*Input*.
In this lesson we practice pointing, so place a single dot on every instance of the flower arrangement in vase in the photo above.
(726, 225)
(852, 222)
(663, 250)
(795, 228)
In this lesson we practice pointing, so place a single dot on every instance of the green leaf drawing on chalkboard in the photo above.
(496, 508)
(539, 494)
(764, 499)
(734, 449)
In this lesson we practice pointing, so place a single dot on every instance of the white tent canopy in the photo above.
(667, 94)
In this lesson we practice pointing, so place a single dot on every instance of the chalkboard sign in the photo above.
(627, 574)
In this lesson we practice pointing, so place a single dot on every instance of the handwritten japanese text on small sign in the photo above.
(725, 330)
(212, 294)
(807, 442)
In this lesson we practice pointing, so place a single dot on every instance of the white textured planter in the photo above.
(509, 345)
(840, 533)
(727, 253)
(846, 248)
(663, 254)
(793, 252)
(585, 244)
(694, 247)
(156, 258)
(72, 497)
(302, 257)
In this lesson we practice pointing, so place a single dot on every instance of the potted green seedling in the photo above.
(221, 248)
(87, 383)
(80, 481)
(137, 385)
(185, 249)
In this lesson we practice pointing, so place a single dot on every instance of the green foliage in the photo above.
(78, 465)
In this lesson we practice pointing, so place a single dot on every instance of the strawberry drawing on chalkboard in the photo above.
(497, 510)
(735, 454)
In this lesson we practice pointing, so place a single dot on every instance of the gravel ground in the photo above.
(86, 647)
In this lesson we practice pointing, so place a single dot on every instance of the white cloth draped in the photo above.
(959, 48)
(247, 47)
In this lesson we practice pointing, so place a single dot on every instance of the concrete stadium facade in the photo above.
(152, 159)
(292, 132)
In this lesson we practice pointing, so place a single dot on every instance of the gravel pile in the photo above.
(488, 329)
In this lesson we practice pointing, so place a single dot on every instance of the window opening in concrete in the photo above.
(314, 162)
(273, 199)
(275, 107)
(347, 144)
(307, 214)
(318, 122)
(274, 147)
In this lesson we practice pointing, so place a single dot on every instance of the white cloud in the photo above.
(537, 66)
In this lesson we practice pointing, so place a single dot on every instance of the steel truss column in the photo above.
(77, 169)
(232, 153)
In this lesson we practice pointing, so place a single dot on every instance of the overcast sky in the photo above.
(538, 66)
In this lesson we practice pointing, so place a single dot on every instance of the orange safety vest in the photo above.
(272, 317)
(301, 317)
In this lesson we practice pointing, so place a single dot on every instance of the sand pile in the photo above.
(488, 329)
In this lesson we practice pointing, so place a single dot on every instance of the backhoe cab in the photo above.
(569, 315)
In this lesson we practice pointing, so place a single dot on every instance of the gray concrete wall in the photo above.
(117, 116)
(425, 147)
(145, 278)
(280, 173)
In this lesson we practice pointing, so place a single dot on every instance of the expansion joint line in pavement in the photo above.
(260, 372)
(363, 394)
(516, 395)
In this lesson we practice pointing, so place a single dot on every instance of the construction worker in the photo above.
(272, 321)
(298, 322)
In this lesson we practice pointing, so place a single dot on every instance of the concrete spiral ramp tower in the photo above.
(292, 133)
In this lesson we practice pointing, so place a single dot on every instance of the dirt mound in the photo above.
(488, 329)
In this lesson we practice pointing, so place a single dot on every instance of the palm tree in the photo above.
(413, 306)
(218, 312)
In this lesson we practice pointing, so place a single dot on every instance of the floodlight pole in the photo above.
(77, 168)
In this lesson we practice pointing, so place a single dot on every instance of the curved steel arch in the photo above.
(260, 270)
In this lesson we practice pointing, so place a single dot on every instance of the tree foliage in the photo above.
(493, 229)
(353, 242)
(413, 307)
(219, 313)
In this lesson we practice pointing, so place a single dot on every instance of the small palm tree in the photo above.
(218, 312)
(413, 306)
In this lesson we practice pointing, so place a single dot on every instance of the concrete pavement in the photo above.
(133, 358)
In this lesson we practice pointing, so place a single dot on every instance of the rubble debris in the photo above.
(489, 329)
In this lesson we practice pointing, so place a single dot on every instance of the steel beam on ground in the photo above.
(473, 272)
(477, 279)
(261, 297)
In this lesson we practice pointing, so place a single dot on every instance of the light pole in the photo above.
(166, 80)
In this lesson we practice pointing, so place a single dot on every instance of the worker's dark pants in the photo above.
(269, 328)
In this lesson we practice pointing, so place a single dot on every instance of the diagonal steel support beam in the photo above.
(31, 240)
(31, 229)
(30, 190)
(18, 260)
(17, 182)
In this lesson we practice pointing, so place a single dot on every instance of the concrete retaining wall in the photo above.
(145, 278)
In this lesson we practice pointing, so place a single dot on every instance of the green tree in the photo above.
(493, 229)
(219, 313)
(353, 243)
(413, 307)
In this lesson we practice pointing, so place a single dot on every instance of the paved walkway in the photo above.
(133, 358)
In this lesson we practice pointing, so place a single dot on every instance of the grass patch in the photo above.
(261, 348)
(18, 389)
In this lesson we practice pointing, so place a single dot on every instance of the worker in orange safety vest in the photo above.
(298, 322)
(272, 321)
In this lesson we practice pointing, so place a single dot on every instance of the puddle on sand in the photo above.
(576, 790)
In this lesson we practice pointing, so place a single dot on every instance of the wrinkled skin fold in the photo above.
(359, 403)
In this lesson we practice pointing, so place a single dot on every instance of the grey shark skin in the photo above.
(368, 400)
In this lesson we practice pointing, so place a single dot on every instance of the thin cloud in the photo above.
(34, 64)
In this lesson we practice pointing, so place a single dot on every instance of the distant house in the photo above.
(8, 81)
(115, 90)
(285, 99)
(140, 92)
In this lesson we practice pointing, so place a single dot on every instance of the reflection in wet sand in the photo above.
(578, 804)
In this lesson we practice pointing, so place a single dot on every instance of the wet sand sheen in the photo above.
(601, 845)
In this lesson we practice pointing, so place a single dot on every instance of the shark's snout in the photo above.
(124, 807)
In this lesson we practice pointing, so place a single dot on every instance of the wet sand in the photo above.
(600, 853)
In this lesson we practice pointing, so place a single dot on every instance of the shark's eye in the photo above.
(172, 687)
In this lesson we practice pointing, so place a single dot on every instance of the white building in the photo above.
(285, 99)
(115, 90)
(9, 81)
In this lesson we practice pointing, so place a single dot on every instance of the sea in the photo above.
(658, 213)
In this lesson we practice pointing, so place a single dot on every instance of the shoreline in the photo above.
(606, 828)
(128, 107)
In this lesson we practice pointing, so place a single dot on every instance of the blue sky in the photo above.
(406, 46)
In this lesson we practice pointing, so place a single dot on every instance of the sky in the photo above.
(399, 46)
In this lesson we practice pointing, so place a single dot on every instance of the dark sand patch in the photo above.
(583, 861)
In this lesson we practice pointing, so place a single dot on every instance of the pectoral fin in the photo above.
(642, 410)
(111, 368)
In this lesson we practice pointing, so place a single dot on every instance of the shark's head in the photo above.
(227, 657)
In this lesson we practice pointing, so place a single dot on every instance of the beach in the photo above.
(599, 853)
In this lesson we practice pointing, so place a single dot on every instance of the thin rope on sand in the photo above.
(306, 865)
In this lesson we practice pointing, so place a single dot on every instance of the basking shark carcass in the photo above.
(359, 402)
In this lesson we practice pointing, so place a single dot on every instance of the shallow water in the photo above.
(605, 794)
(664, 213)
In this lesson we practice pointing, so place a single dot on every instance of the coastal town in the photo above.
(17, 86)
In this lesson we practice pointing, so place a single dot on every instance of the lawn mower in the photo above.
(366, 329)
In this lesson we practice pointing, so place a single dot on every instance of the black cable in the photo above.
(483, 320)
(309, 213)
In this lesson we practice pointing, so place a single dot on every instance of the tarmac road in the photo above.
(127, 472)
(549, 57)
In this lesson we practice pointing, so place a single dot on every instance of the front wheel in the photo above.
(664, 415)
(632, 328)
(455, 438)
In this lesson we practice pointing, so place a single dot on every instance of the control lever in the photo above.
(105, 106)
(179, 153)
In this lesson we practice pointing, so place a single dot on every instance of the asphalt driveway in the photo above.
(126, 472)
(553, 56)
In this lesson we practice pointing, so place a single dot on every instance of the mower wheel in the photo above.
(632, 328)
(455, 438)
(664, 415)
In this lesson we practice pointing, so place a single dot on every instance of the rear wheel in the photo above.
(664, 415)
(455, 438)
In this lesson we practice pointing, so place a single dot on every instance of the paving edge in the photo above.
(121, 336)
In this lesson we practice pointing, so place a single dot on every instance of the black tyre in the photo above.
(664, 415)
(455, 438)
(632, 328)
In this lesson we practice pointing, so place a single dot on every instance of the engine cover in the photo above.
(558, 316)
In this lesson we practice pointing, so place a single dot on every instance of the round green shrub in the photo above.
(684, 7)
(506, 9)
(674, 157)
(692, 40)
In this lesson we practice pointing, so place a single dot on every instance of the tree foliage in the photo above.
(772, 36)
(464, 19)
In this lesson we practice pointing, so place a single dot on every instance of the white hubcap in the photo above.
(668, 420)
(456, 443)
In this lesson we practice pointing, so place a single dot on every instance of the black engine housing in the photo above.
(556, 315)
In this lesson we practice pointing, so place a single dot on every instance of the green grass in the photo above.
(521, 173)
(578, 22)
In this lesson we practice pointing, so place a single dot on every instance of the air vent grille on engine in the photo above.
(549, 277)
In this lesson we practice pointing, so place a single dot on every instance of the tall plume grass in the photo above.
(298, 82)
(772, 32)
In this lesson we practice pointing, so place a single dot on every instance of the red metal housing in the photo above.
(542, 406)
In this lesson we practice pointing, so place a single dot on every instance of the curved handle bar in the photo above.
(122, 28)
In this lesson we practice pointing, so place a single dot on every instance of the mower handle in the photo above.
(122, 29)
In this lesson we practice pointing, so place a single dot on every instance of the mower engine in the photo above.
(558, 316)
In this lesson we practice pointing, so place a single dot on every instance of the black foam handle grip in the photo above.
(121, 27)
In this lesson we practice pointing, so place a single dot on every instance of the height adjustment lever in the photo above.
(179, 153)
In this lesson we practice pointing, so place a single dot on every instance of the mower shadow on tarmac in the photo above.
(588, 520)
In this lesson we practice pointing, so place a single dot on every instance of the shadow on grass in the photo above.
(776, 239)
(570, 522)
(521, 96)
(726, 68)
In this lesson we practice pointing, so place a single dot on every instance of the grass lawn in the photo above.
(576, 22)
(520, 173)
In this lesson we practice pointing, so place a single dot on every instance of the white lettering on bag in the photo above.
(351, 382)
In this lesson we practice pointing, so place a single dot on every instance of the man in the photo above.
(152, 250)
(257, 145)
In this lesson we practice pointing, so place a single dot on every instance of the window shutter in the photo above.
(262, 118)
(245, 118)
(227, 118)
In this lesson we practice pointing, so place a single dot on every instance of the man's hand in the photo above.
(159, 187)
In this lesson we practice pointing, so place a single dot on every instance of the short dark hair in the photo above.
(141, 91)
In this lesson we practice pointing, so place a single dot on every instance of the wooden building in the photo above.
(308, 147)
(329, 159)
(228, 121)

*Exercise details*. Every line from the line containing "handle in the photo above." to the last line of the material above must be repeated exactly, and no other line.

*Output for this task*.
In this lesson we practice pointing, so place a single dot on every instance of the mower handle in the photo above.
(122, 29)
In this lesson we practice pointing, so place a single dot on every instance of the mower engine in the photo above.
(558, 316)
In this lesson we practice pointing, so place a single dot on every instance of the black foam handle grip in the photo above.
(121, 27)
In this lesson we practice pointing, so place a single dot on every instance of the height adjustment lever in the photo above.
(179, 153)
In this lesson we practice pointing, so place a single dot on every instance of the mower shadow on tarmac in the photo above.
(588, 520)
In this lesson we practice pointing, so place a single dot on every instance of the shadow on grass in the photo above.
(776, 239)
(570, 522)
(521, 96)
(726, 68)
In this lesson we practice pointing, so place a single dot on every instance of the grass lawn in the photo above.
(576, 22)
(520, 173)
In this lesson we practice pointing, so place a single dot on every instance of the white lettering on bag in the photo above.
(351, 382)
In this lesson we practice pointing, so place a single dot on every instance of the man in the photo above.
(152, 250)
(257, 145)
In this lesson we practice pointing, so place a single dot on every instance of the window shutter in the photo above.
(262, 118)
(245, 118)
(227, 118)
In this lesson we practice pointing, so place a single dot on every instance of the man's hand in the photo above.
(159, 187)
In this lesson we practice pointing, so place a single dot on every instance of the short dark hair in the photo above.
(141, 91)
In this lesson we practice pointing, so place a single dot on every instance of the wooden building in the photo above.
(308, 147)
(329, 159)
(228, 121)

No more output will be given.